**** Document section
Sometimes when you've been building a skyscraper, it helps to go back and look at the architect's drawings to remember what it was he had in mind.

That's what Libby Mihalka, a CFA and founder of Altamont Wealth Management in Livermore, Calif., said she was thinking while listening to Stanford Professor, Nobel Prize winner and asset management guru William F. Sharpe, as he addressed a crowd of NAPFA members in San Diego in late-September .

Sharpe took a break from academia to break bread with advisors in the trenches and talk to them about post-retirement strategies in markets that have gone up, down and sideways. It's a world where convictions in buy-and-hold investing have been dashed for many people after the market crash in 2008, and where a traditional strategy like distributing 4% a year from assets, feels increasingly dicey in volatile markets. It's a strategy that could require clients to eat into principal since stock and bond yields are frustratingly thin. Meanwhile, clients face longevity risk as more baby boomers ponder living into their nineties or longer.

What Sharpe offered was both funny and scary. Funny because he delivered it with self-deprecating humor, in a presentation replete with such visual aids as the painting American Gothic, with the famous old couple sporting cell phones, pagers, golf clubs and an SUV.

It was scary because despite all the backward-looking data Sharpe said he can accumulate as an academic, the future is uncertain, and advisors still have to share this unfortunate news with clients. The data advisors give them is always going to be subjective, and the risks of failure are still going to be more than some investors can deal with. If the market has no memory, there's no reason 2011 couldn't be like 2008, 2000, 1973 or 1929. The more he knows, Sharpe said, the more he realizes he doesn't know.
********
## Work instructions:
1. In the article about William Sharpe's talk, rewrite the passage starting with "Sharpe took a" and going on through "nineties or longer.", replacing "baby boomers" with "retirees".
2. Extend the article about William Sharpe's talk, picking up after its final sentence.
The records are separate material with no connection to the article about William Sharpe's talk.
**** Excerpted data
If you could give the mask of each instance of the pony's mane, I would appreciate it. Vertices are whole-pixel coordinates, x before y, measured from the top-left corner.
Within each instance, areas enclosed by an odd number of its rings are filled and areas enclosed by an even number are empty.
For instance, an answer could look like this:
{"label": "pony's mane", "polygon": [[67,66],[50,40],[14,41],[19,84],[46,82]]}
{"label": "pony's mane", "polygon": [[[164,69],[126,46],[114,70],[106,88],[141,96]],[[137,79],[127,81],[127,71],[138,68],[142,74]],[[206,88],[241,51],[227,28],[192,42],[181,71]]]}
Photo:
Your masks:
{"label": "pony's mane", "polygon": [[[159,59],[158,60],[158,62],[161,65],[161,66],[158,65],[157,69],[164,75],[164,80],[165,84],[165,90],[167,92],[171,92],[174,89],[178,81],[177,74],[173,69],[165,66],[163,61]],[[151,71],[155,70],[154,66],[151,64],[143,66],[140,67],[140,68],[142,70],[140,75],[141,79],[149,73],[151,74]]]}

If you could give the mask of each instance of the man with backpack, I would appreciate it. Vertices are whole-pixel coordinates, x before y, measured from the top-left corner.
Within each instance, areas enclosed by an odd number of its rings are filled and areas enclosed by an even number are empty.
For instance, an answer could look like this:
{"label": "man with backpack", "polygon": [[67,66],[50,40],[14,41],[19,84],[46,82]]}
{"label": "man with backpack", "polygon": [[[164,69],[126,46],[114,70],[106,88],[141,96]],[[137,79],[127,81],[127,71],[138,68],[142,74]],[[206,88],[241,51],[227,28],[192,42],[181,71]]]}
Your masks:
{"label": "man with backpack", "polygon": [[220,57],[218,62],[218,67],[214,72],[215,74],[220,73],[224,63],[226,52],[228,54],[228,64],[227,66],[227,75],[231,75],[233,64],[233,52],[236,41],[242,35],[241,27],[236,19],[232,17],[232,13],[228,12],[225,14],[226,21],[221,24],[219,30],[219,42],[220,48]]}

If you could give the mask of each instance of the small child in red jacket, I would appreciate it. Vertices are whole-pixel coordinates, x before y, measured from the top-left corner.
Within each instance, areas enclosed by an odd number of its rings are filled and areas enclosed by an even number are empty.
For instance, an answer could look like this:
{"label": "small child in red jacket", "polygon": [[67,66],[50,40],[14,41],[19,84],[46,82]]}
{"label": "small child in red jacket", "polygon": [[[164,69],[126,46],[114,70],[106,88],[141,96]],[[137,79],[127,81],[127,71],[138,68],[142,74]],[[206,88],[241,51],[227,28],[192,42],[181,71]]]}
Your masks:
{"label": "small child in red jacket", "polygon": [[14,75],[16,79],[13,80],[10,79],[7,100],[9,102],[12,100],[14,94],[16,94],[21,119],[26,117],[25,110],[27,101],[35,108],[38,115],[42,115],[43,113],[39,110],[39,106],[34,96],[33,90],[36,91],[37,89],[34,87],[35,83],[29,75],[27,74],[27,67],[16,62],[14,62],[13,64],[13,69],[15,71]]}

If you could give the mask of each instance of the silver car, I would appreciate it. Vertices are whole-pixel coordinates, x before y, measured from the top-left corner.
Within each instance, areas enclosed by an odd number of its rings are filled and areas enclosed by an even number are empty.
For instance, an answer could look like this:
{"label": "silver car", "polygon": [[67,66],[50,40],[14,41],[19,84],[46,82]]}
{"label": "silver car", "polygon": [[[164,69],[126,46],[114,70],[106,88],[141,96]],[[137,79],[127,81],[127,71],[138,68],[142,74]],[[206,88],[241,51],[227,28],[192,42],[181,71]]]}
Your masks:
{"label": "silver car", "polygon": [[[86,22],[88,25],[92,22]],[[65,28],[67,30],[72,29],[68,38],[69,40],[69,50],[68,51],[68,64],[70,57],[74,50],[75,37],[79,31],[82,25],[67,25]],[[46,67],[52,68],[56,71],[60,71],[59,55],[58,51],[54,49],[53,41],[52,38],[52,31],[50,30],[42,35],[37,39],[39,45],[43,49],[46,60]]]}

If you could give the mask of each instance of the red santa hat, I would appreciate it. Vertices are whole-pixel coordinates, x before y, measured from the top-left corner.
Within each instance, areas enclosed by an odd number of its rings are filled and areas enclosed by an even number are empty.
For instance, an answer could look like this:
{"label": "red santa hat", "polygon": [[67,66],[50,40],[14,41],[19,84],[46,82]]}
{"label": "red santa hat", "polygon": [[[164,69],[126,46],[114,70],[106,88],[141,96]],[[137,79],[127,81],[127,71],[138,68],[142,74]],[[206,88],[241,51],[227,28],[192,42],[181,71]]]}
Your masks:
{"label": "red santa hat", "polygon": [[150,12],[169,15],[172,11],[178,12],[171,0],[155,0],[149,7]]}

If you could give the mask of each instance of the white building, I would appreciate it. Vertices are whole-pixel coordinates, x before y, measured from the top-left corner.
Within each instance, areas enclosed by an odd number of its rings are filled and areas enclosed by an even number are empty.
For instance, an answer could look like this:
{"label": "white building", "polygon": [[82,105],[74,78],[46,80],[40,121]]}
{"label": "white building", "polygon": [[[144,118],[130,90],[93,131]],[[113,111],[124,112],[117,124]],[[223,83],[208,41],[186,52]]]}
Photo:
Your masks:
********
## Answers by item:
1.
Sharpe took a break from academia to break bread with advisors in the trenches and talk to them about post-retirement strategies in markets that have gone up, down and sideways. It's a world where convictions in buy-and-hold investing have been dashed for many people after the market crash in 2008, and where a traditional strategy like distributing 4% a year from assets, feels increasingly dicey in volatile markets. It's a strategy that could require clients to eat into principal since stock and bond yields are frustratingly thin. Meanwhile, clients face longevity risk as more retirees ponder living into their nineties or longer.

2.
The job of financial advisors, he said, is not only to suggest a course of action, but to frame it-and that in itself can prove ethically challenging when you're using history to predict the future. "You're using a particular history," he said, "over a particular period of time for a particular country with a particular index and projecting the frequency with which things happen."

"Now it gets metaphysical," he said. "What's the client's best interest when the way they choose is framed after the fact?"
The best you can do, he says, is both assess probabilities and then communicate probabilities.

"You can get estimates and models and programs," he told the crowd, "but in a sense your value add in large part is helping your clients understand the implications of different strategies in the capital markets and what sources of uncertainty bring to the equation."

He listed a number of different uncertainties that advisors have to factor in: the risk of living longer (and outliving money), the risk of poor investment returns, the risk of poor health (and health insurance), the risk of inflation (despite the constant drumbeat of news about deflation), the risk of government programs such as Social Security and Medicare coming up short or being cut back. Sharpe adds counterparty risk, as well-the chance that those companies helping you shore up your high upside investment product, perhaps a company like Lehman Brothers, might not be there to help out if they go belly up.

When you show the clients these risks, you have to frame them in ranges of outcomes, he says, whether you're showing them markets using analytic distributions, such as a fat-tailed bell curve with really ugly surprises, or using scenario analyses, where you look at the last 50 years and ponder what might happen if next year were anything like one of the last 50.